◆ Exercise description ◆
Return the lines below as a JSON list of strings with one string per line, leaving out any blank lines.

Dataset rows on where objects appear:
● ● ● ● ●
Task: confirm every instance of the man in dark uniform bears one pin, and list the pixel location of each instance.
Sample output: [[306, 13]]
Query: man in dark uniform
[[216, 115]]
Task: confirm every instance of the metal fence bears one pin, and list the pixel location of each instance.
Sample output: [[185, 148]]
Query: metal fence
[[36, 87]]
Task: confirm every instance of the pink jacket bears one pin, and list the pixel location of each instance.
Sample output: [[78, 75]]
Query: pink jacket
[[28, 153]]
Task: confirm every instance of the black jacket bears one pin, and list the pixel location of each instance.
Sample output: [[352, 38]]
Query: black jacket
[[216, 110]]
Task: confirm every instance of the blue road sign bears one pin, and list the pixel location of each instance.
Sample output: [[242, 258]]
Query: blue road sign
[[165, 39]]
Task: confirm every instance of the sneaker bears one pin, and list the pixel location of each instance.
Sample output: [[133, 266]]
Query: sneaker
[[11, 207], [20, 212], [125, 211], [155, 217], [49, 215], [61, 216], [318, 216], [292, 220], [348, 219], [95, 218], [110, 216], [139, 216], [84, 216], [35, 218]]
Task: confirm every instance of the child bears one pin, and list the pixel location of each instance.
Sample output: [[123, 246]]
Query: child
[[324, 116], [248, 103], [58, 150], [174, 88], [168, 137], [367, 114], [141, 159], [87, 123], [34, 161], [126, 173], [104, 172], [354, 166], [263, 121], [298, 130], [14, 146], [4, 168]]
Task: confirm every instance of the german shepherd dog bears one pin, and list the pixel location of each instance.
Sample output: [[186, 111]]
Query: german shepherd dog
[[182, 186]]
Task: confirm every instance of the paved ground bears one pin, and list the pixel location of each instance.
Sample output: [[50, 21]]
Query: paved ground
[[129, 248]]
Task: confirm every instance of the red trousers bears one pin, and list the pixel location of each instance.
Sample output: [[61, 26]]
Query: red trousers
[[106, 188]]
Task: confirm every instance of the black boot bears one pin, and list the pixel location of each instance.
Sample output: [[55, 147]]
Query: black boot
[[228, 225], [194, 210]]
● ● ● ● ●
◆ Answer below ◆
[
  "Task: confirm every instance of the man in dark uniform bears one pin, and list the pixel location of each instance.",
  "Sample output: [[306, 13]]",
  "Query: man in dark uniform",
  "[[216, 115]]",
  "Task: confirm every instance of the metal fence bears one pin, and list the pixel location of each instance.",
  "Sample output: [[185, 148]]",
  "Query: metal fence",
  "[[36, 87]]",
  "Task: confirm every instance of the pink jacket bears one pin, and list the pixel location of each instance.",
  "Sample output: [[78, 75]]",
  "Query: pink jacket",
  "[[28, 153]]",
  "Task: confirm every instance of the black jacket bears one pin, and list the pixel location of each instance.",
  "Sample output: [[352, 38]]",
  "Query: black jacket",
  "[[216, 110]]",
  "Task: confirm every instance of the blue road sign bears one pin, and list the pixel location of each instance.",
  "Sample output: [[242, 258]]",
  "Query: blue road sign",
  "[[165, 39]]",
  "Task: confirm every instance of the sneaker bears one pin, and list the pixel location of each instance.",
  "Sample output: [[133, 266]]",
  "Query: sneaker",
  "[[11, 207], [20, 212], [125, 211], [155, 217], [49, 215], [61, 216], [318, 216], [292, 220], [348, 219], [95, 218], [110, 216], [139, 216], [84, 216], [35, 218]]",
  "Task: confirm every instance of the child bears one pin, and list the pixel location of each instance.",
  "Sample output: [[123, 246]]",
  "Query: child",
  "[[324, 116], [248, 103], [58, 150], [174, 88], [168, 137], [367, 114], [141, 159], [87, 123], [34, 161], [126, 173], [104, 172], [354, 166], [263, 121], [298, 130], [14, 146], [4, 168]]",
  "Task: confirm every instance of the german shepherd dog bears one pin, and list the pixel location of each instance.",
  "Sample output: [[186, 111]]",
  "Query: german shepherd dog",
  "[[182, 186]]",
  "Task: confirm every instance of the paved ground bears one pin, and list the pixel location of each instance.",
  "Sample output: [[50, 21]]",
  "Query: paved ground",
  "[[129, 248]]",
  "Task: confirm every instance of the red trousers bears one pin, and list the pixel location of each instance.",
  "Sample output: [[61, 26]]",
  "Query: red trousers",
  "[[106, 188]]",
  "Task: confirm every instance of the black boot bears one pin, and list the pixel location of each instance.",
  "Sample output: [[55, 147]]",
  "Query: black boot",
  "[[228, 225], [194, 210]]"
]